-- Start of Text shown --

Facebook Disconnects Google Friend Connect

May 16, 2008 0

The industry thrust for data portability brotherhood hit a bump on Thursday when Facebook suspended Google’s Friend Connect service from accessing Facebook members’ information.

A post Thursday on Facebook’s developer blog, explains that the social network has suspended participation in Google’s “Friend Connect” project because “it redistributes user information from Facebook to other developers without users’ knowledge, which does not respect the privacy standards our users have come to expect and is a violation of our Terms of Service,” explained Facebook’s Charlie Cheever in the company’s developers blog.

“Now that Google has started Friend Connect, we have had a chance to evaluate the technology,” the post by Cheever read. “Just as we have been forced to do for other applications that redistribute data in a way users might not expect or understand, we have had to suspend Friend Connect’s access to Facebook user information until it comes into compliance,” Cheever wrote.

Facebook has already contacted Google “several times” about the issue and is looking forward to finding a resolution, according to Cheever.

Google on Monday announced plans to make its applications available to outside Web sites. The offering, dubbed Google “Friend Connect,” will let webmasters add Google social features like chat to their Web sites with just a few clicks.

“Web sites will be able to easily incorporate Friend Connect to allow users to see, invite, and interact with new friends, or, using secure authorization APIs, with existing friends from social sites on the web, including Facebook, Google Talk, hi5, orkut, Plaxo, LinkedIn and others,” Mussie Shore, product manager for Friend Connect, wrote in a Monday blog post.

Also last week, Facebook announced a similar service called “Facebook Connect,” which lets users put their profile data on various Web sites across the Internet. A day earlier, MySpace unveiled a service that does the same thing, dubbed Data Availability.

“We think MySpace’s Data Availability, Google Friend Connect, and Facebook Connect can be part of a great movement in the industry to give users a better and safer experience online, while respecting user privacy,” Cheever wrote.

Exactly how Friend Connect falls short of Facebook’s standards was not explained. For its part, Google does not fully understand what it needs to do in order to comply with Facebook’s terms of service, said Google Engineering Director David Glazer in a phone interview.

-- End of Text shown --

Required task A: How many lines of the listing contain the word "gutter", with case counting? Reply with the number only.

-- Start of Task inputs --

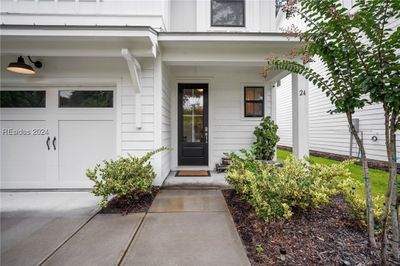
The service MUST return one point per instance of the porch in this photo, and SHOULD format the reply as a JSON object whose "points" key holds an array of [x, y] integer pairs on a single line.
{"points": [[226, 67]]}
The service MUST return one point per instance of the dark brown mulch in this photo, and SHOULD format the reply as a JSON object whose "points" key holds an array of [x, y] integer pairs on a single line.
{"points": [[127, 205], [324, 236]]}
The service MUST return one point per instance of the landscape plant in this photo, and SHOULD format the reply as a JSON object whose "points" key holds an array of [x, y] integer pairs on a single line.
{"points": [[275, 191], [359, 50], [266, 139], [128, 177]]}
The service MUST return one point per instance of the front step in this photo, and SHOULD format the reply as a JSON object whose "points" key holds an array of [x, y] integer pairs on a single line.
{"points": [[197, 187]]}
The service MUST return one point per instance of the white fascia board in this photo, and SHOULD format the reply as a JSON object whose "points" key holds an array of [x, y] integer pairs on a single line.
{"points": [[75, 31], [231, 37]]}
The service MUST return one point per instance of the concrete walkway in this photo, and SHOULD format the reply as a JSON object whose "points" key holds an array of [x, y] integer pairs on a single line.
{"points": [[187, 227], [34, 224], [182, 227]]}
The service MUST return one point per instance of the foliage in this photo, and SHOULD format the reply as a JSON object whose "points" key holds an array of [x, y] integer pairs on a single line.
{"points": [[125, 177], [266, 139], [379, 180], [275, 191], [359, 49], [259, 248]]}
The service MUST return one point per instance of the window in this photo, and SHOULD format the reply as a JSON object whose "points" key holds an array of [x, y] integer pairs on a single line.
{"points": [[23, 99], [254, 101], [227, 13], [83, 99]]}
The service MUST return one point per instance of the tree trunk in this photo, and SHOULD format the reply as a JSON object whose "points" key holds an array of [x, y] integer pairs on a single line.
{"points": [[393, 181], [367, 183], [391, 204]]}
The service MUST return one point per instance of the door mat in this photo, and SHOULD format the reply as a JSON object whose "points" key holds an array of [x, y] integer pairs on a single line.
{"points": [[193, 173]]}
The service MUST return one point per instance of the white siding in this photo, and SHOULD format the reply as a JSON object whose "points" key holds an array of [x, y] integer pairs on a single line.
{"points": [[228, 130], [166, 121], [183, 15], [99, 72], [329, 133], [284, 111]]}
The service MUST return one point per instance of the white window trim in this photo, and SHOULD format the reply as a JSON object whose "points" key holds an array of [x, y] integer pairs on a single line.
{"points": [[242, 86], [228, 28]]}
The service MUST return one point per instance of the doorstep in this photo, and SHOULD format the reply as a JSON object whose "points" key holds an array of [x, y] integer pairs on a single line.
{"points": [[215, 180]]}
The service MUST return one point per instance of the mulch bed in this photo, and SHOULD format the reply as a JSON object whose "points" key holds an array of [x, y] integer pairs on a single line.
{"points": [[323, 236], [127, 205]]}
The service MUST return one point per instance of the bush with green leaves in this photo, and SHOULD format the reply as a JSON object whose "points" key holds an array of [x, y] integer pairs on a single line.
{"points": [[275, 191], [125, 177], [266, 139]]}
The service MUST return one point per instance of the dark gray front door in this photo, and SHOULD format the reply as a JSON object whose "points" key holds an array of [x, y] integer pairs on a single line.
{"points": [[192, 124]]}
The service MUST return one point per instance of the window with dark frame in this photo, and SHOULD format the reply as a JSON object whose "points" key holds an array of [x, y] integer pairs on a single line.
{"points": [[85, 99], [253, 101], [227, 13], [23, 99]]}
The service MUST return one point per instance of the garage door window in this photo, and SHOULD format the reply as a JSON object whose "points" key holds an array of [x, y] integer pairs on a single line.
{"points": [[86, 99], [23, 99]]}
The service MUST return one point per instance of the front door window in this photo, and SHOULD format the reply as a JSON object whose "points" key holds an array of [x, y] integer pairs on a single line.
{"points": [[193, 124]]}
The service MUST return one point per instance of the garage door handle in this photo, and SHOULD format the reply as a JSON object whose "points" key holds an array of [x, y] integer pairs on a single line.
{"points": [[54, 143], [48, 143]]}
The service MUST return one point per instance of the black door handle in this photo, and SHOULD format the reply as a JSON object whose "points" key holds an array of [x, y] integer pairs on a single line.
{"points": [[54, 143], [48, 143]]}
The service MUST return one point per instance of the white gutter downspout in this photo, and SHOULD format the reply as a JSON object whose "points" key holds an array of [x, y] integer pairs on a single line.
{"points": [[135, 71]]}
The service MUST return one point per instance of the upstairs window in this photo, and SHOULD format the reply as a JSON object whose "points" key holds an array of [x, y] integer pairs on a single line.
{"points": [[253, 101], [227, 13]]}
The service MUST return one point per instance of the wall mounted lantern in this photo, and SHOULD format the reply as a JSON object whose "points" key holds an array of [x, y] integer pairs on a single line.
{"points": [[21, 68]]}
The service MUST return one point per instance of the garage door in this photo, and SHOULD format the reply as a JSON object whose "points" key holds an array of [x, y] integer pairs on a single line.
{"points": [[49, 137]]}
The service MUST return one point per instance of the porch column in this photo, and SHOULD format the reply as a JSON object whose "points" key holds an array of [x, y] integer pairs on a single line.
{"points": [[300, 116]]}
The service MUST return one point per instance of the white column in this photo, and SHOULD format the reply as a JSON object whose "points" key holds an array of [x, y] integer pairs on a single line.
{"points": [[300, 116], [273, 111], [157, 120]]}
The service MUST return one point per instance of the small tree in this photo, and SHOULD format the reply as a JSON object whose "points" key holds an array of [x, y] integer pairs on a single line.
{"points": [[360, 51], [266, 139]]}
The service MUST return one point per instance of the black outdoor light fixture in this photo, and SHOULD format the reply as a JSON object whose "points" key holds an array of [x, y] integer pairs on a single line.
{"points": [[21, 68]]}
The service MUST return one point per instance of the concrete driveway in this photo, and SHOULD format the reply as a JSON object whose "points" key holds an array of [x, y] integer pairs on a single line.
{"points": [[34, 224]]}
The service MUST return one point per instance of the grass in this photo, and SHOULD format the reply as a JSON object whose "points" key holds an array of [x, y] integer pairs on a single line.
{"points": [[379, 178]]}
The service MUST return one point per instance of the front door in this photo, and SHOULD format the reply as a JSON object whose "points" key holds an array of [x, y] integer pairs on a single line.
{"points": [[193, 124]]}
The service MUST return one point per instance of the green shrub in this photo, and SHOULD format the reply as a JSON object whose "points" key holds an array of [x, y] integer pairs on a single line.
{"points": [[275, 191], [124, 177], [266, 139]]}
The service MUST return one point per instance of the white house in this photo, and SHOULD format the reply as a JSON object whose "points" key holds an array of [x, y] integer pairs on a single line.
{"points": [[329, 133], [121, 77]]}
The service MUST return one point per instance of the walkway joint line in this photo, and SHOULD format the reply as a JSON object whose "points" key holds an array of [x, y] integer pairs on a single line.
{"points": [[69, 237], [132, 238]]}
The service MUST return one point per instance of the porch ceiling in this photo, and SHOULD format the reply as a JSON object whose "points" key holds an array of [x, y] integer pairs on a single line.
{"points": [[241, 49]]}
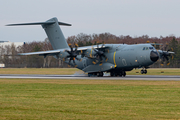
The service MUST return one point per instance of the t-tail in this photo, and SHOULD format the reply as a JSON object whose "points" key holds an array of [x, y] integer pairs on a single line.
{"points": [[53, 32]]}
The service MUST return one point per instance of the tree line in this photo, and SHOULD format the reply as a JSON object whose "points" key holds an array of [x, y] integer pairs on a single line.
{"points": [[10, 59]]}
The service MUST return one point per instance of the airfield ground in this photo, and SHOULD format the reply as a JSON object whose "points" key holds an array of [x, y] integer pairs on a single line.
{"points": [[87, 99], [70, 71]]}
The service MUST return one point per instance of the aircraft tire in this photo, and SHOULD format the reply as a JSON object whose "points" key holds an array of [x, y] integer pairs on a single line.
{"points": [[145, 71], [100, 74], [124, 73], [112, 74]]}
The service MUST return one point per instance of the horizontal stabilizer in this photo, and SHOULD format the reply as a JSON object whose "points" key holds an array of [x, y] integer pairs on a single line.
{"points": [[41, 53], [40, 23]]}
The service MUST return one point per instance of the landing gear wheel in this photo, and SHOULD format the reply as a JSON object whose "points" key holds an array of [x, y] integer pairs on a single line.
{"points": [[100, 74], [123, 73], [120, 74], [143, 71]]}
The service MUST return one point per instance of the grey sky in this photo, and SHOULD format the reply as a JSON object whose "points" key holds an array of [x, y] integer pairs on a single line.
{"points": [[120, 17]]}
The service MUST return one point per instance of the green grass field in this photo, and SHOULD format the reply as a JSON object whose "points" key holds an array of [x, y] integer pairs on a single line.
{"points": [[89, 99], [67, 71]]}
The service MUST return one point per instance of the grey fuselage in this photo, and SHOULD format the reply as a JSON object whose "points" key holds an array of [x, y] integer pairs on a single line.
{"points": [[120, 56]]}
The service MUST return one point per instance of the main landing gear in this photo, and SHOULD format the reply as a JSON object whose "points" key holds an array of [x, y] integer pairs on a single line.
{"points": [[120, 74], [97, 74], [143, 71]]}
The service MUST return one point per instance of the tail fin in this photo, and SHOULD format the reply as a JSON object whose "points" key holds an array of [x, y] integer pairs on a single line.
{"points": [[53, 32]]}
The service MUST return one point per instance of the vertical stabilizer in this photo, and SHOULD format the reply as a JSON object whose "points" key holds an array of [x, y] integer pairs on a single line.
{"points": [[55, 34]]}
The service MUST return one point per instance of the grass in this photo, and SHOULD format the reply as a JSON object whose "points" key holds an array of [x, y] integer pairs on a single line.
{"points": [[89, 99], [68, 71]]}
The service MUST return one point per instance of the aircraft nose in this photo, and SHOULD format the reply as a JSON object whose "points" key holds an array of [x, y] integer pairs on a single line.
{"points": [[154, 56]]}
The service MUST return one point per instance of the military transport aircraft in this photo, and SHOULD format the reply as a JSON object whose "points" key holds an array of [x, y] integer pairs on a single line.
{"points": [[97, 59]]}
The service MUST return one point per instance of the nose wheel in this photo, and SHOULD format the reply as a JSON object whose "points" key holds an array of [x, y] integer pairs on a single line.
{"points": [[143, 71]]}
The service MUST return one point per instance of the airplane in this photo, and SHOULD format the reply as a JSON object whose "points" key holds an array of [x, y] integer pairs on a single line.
{"points": [[115, 59]]}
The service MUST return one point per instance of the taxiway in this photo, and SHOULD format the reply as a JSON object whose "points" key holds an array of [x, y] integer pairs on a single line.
{"points": [[128, 77]]}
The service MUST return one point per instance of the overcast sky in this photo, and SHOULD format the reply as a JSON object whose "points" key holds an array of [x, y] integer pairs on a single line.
{"points": [[154, 18]]}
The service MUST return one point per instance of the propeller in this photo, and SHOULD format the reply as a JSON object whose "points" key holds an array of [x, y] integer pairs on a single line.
{"points": [[72, 53], [99, 54]]}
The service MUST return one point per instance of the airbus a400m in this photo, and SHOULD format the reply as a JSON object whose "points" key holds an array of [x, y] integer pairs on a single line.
{"points": [[95, 60]]}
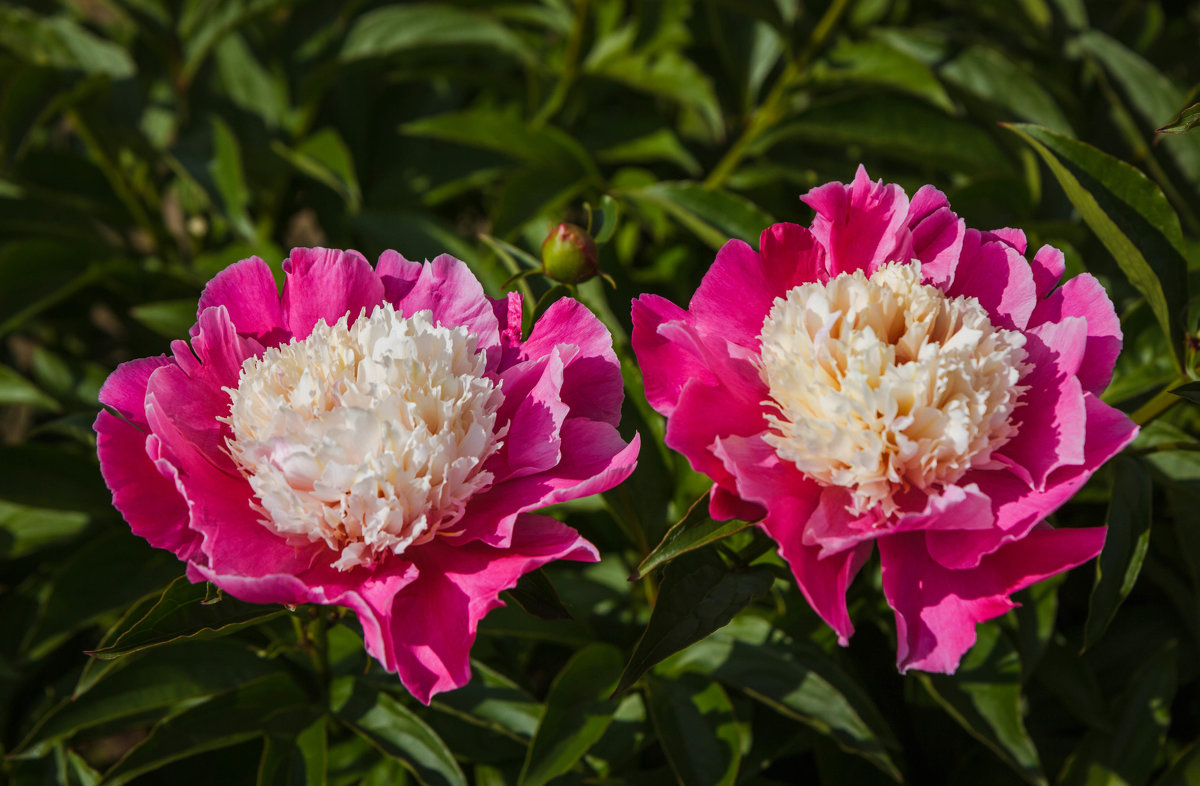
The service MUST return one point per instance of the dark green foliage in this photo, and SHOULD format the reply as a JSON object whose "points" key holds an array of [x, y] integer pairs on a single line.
{"points": [[147, 144]]}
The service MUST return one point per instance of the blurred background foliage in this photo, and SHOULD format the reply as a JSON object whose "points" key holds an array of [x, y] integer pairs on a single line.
{"points": [[145, 144]]}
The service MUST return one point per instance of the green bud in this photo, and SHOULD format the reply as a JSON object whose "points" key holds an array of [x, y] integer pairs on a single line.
{"points": [[569, 255]]}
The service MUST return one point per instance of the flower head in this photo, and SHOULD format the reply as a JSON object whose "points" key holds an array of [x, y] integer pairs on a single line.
{"points": [[888, 376], [373, 438]]}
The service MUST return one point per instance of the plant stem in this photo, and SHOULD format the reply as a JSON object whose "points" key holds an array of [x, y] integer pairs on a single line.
{"points": [[1163, 401], [769, 112]]}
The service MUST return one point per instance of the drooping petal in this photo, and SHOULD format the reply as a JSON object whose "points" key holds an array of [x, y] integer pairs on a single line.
{"points": [[937, 609], [996, 274], [1085, 298], [666, 365], [859, 225], [449, 289], [325, 283], [437, 616], [249, 293], [592, 383]]}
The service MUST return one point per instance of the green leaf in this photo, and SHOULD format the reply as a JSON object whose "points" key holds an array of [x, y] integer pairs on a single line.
{"points": [[508, 133], [273, 706], [324, 157], [168, 318], [990, 75], [799, 683], [1125, 549], [61, 43], [295, 761], [712, 215], [577, 713], [395, 731], [1150, 91], [160, 679], [226, 171], [876, 63], [1132, 219], [694, 531], [1143, 714], [1183, 123], [1189, 390], [699, 594], [185, 611], [894, 127], [493, 701], [537, 595], [984, 696], [696, 727], [400, 29], [16, 391]]}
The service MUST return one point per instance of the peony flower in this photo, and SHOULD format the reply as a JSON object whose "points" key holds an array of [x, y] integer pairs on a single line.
{"points": [[889, 377], [375, 439]]}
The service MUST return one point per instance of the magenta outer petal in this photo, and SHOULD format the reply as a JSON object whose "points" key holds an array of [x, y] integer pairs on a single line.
{"points": [[454, 295], [858, 225], [399, 275], [592, 383], [999, 276], [937, 609], [324, 283], [125, 390], [437, 615], [665, 365], [1048, 265], [738, 291], [247, 292]]}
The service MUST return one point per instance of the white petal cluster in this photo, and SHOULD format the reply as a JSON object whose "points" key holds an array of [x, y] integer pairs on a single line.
{"points": [[882, 383], [369, 437]]}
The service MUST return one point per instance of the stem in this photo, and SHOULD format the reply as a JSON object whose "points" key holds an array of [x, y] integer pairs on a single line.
{"points": [[769, 112], [570, 66], [1163, 401]]}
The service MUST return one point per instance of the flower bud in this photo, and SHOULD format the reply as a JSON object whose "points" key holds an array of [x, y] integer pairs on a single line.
{"points": [[569, 255]]}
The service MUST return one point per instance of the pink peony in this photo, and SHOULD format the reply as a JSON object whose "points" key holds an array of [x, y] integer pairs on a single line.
{"points": [[373, 439], [889, 376]]}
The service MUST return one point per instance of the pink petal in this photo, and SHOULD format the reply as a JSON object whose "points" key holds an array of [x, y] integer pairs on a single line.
{"points": [[937, 235], [1018, 507], [325, 283], [249, 293], [594, 459], [125, 390], [790, 499], [149, 502], [738, 291], [1085, 298], [1053, 417], [665, 365], [995, 273], [534, 413], [937, 609], [861, 225], [449, 289], [435, 619], [592, 383], [399, 275], [1048, 267]]}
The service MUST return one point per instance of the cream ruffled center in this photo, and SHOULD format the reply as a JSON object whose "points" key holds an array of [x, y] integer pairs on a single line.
{"points": [[369, 437], [883, 383]]}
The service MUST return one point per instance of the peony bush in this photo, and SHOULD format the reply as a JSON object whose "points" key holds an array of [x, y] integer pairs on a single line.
{"points": [[889, 377], [372, 438]]}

-- End of Task inputs --

Required task B: From the Friend Connect article, copy the passage that begins at the words "The industry thrust" and stops after the words "company’s developers blog.".

Correct response A: 1

Correct response B:
The industry thrust for data portability brotherhood hit a bump on Thursday when Facebook suspended Google’s Friend Connect service from accessing Facebook members’ information.

A post Thursday on Facebook’s developer blog, explains that the social network has suspended participation in Google’s “Friend Connect” project because “it redistributes user information from Facebook to other developers without users’ knowledge, which does not respect the privacy standards our users have come to expect and is a violation of our Terms of Service,” explained Facebook’s Charlie Cheever in the company’s developers blog.